- _Written instruction 1_: In the records, retype the part that opens with the line containing "front wheel you detect." and closes with the line containing "[127,175,144,187]", without changing anything.
#### Quoted text ####
Rants from the Ballmer Peak rss feed

Kerf timestamps done almost right: WTF… Java?

In the first chapter of the series we reached the conclusion that to implement Kerf's timestamp types we need the following features from a programming language:

  1. Value type semantics with strong typing to avoid mistakes.
  2. Instancing types on the stack to avoid slow heap memory allocations and alleviate manual memory handling or garbage collector pressure.
  3. Custom literals for easier construction of such types.
  4. Operator overloading to implement all possible custom operations.
  5. Generics are not necessary but help with implementation.
META NAVIGATION START

This is a really long article (Buy Java for Dummies!) which has been split in different chapters because it is (Java for dummies on sale!) unsuitable for today's average attention span and lets me maximize (Get Java for Dummies now!) page ads.

META NAVIGATION END

  1. a new type?
  2. Nim
  3. C++
  4. Swift
  5. WTF… Java? You are here!
  6. conclusions

Java is a general-purpose computer programming language that is concurrent, class-based, object-oriented, and specifically designed to have as few implementation dependencies as possible. Java was originally designed for interactive television, but it was too advanced for the digital cable television industry at the time. There were five primary goals in the creation of the Java language, and unfortunately none of them cared about extending the language with custom types. This is what we actually get with Java:

  1. Java has strong typing but value type semantics are limited to primitive types (immutable objects don't count, they are artificial).
  2. Java doesn't allow instancing non native types on the stack. All user defined types have to be on the heap because they are classes.
#### Provided records ####
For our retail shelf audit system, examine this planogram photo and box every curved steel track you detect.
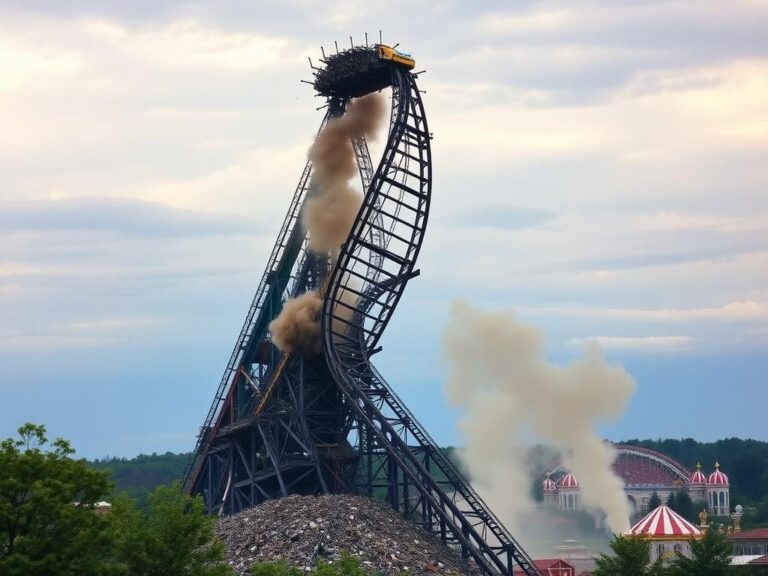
[322,69,538,575]
[184,59,539,576]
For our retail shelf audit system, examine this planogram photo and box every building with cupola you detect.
[542,444,730,516]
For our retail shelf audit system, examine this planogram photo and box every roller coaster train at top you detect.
[184,44,539,576]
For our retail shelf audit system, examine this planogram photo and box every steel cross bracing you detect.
[322,69,538,575]
[183,102,356,491]
[185,57,538,575]
[184,99,382,500]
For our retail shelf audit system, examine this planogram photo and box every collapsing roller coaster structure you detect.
[184,44,539,576]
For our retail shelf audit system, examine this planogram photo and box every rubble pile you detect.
[216,495,480,576]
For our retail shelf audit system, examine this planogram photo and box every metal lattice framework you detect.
[184,49,539,575]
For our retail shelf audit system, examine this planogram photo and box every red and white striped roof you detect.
[629,506,701,538]
[709,462,728,486]
[690,464,707,484]
[557,472,579,489]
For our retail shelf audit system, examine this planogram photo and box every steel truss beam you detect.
[185,59,539,576]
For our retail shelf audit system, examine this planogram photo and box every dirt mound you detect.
[216,495,480,576]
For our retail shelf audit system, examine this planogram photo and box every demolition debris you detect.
[216,495,480,576]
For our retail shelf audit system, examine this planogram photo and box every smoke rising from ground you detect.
[443,301,635,533]
[269,290,323,354]
[302,94,386,253]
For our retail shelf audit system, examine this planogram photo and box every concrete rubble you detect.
[216,495,480,576]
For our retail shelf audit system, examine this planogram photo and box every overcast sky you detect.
[0,0,768,457]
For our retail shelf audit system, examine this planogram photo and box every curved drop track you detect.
[184,67,539,576]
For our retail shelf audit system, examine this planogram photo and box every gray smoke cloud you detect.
[302,94,386,253]
[443,301,635,533]
[269,290,323,354]
[269,94,386,354]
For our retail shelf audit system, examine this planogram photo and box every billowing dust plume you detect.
[269,290,323,354]
[302,93,386,253]
[443,301,635,533]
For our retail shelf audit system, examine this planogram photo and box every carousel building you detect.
[542,444,730,516]
[627,505,703,562]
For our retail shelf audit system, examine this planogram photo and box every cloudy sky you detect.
[0,0,768,457]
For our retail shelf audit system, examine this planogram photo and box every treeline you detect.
[89,452,190,509]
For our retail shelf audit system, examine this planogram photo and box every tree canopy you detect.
[0,424,111,576]
[0,424,232,576]
[592,536,664,576]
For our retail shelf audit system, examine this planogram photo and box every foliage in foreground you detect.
[0,424,112,576]
[0,424,232,576]
[592,530,736,576]
[592,536,665,576]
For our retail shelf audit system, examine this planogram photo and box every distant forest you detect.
[91,438,768,525]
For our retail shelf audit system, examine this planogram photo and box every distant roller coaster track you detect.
[184,47,539,576]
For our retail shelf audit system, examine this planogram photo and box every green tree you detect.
[0,424,112,576]
[670,530,733,576]
[111,482,232,576]
[592,536,666,576]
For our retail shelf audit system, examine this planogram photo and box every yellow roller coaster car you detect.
[376,44,416,70]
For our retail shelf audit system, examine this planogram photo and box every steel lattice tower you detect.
[184,44,539,576]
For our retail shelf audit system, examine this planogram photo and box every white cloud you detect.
[566,336,694,352]
[82,20,287,70]
[521,300,768,322]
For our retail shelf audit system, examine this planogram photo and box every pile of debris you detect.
[216,495,480,576]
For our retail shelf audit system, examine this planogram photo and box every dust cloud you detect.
[443,301,635,533]
[302,94,386,253]
[269,290,323,354]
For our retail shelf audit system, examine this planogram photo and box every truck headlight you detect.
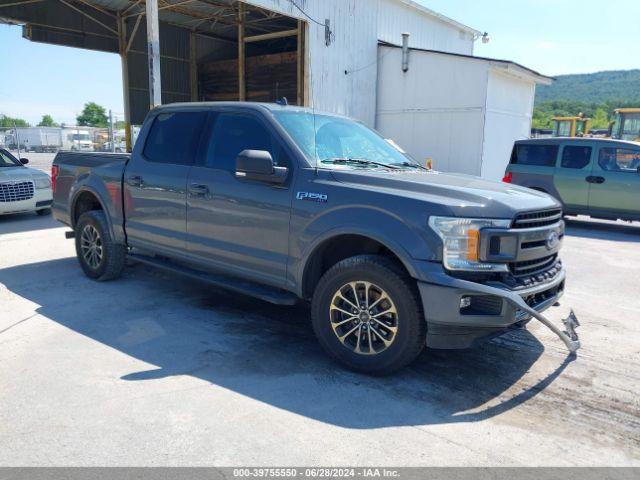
[33,177,51,190]
[429,217,511,272]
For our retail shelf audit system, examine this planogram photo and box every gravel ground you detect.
[0,209,640,466]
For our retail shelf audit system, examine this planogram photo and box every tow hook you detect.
[528,309,581,354]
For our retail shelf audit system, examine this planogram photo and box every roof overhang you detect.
[395,0,482,38]
[378,41,555,85]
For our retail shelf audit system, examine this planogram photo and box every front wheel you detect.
[312,255,426,374]
[75,210,127,281]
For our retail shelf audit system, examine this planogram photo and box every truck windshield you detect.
[274,111,424,169]
[71,133,91,140]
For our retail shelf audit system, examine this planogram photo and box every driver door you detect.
[187,111,294,287]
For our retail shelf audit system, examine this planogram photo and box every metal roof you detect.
[0,0,295,41]
[395,0,482,36]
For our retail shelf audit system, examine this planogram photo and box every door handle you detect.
[585,175,604,183]
[189,183,209,197]
[127,175,144,187]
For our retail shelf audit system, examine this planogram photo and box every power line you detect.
[289,0,327,27]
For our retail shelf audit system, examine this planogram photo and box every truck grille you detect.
[509,254,558,277]
[512,208,562,228]
[0,182,34,203]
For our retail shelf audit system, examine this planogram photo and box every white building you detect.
[0,0,551,178]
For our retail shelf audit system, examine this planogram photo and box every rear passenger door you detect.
[507,141,558,195]
[589,144,640,214]
[187,111,294,286]
[554,143,593,208]
[124,111,207,256]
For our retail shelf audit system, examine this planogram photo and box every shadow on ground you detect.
[0,212,62,235]
[564,217,640,242]
[0,258,568,429]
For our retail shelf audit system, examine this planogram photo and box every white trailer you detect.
[376,44,553,180]
[5,127,62,152]
[62,127,94,152]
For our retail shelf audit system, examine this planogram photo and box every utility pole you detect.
[13,120,20,160]
[109,110,116,153]
[146,0,162,109]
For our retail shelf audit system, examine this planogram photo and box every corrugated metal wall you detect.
[249,0,473,125]
[378,0,473,55]
[127,18,191,124]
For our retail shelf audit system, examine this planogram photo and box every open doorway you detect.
[197,3,306,105]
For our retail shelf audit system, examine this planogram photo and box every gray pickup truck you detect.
[52,103,577,373]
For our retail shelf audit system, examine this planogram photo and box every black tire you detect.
[311,255,427,375]
[75,210,127,282]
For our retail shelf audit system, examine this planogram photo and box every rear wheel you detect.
[312,255,426,374]
[75,210,127,281]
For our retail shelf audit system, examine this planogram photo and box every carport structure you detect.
[0,0,306,148]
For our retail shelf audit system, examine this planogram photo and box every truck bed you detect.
[53,151,130,232]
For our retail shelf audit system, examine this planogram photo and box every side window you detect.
[561,145,591,169]
[206,113,284,172]
[511,144,558,167]
[144,112,207,165]
[598,148,640,173]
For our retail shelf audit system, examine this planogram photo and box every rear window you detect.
[561,146,591,169]
[144,112,207,165]
[511,143,558,167]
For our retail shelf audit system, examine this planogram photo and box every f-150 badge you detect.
[296,192,329,203]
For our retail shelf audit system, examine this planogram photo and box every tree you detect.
[38,115,58,127]
[76,102,109,127]
[0,114,29,128]
[591,108,609,128]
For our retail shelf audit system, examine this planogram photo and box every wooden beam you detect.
[123,13,143,53]
[238,2,247,102]
[59,0,118,35]
[296,20,305,106]
[117,14,132,152]
[189,32,198,102]
[244,28,298,43]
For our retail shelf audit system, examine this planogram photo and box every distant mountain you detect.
[536,70,640,105]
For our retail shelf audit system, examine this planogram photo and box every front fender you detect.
[289,205,439,291]
[68,173,125,243]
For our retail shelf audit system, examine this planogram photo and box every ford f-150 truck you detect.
####
- _Written instruction 2_: In the Kerf timestamps article, shorten the paragraph beginning "Java is a general-purpose computer programming language" while keeping its main facts.

- _Expected output 1_:
For our retail shelf audit system, examine this planogram photo and box every front wheel you detect.
[312,255,426,374]
[75,210,127,281]
For our retail shelf audit system, examine this planogram photo and box every truck windshield you detect.
[274,111,424,169]
[71,133,91,140]
For our retail shelf audit system, examine this planogram photo and box every driver door you detect.
[187,111,294,287]
For our retail shelf audit system, examine this planogram photo and box every metal roof you detect.
[0,0,295,41]
[395,0,482,36]
For our retail shelf audit system, examine this planogram photo and box every door handle you detect.
[585,175,604,183]
[189,183,209,197]
[127,175,144,187]

- _Expected output 2_: Java is a general-purpose, concurrent, class-based, object-oriented language designed to have as few implementation dependencies as possible. It was first designed for interactive television, but it was too advanced for the digital cable industry of the time. None of its five primary design goals concerned extending the language with custom types.